◆ Your instructions
From the line containing "Annotate the woman" through the last line, print the records exactly and nothing else.

⟨

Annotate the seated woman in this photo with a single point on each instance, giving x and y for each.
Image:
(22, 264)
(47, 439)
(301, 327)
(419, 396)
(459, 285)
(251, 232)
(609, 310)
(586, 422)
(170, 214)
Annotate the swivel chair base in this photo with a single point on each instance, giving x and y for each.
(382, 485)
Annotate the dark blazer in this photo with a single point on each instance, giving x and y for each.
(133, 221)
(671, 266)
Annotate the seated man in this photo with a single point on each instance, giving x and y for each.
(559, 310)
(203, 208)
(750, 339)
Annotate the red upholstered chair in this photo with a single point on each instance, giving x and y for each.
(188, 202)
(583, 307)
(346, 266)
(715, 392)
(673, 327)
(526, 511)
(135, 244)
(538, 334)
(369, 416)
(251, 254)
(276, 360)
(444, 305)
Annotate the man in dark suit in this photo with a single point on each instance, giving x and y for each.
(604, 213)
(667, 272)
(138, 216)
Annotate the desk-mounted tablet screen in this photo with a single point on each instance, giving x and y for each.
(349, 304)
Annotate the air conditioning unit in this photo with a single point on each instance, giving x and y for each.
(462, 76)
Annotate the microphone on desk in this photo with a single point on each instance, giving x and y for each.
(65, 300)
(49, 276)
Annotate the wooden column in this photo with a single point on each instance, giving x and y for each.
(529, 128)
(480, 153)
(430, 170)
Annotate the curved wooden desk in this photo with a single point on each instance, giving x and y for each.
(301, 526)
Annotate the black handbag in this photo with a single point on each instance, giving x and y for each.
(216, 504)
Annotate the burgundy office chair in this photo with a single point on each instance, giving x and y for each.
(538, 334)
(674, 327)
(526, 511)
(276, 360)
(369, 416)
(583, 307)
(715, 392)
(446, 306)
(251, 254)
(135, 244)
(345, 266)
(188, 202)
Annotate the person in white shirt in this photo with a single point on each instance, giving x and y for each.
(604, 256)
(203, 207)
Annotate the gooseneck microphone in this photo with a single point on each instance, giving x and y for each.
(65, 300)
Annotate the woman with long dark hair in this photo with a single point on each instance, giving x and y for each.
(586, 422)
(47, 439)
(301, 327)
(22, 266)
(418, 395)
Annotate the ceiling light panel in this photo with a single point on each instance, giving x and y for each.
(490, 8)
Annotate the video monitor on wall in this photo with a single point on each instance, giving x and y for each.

⟩

◆ Problem solution
Annotate the woman with long dark hair in this photo with a single point on each instance, giving x and y for each.
(586, 422)
(47, 439)
(301, 327)
(22, 266)
(418, 395)
Annotate the ceiling light panel in this photo with a single point on each instance, giving x and y for each.
(490, 8)
Annotate the video monitor on wall in this photo with a single point on each instance, giving x and y for each.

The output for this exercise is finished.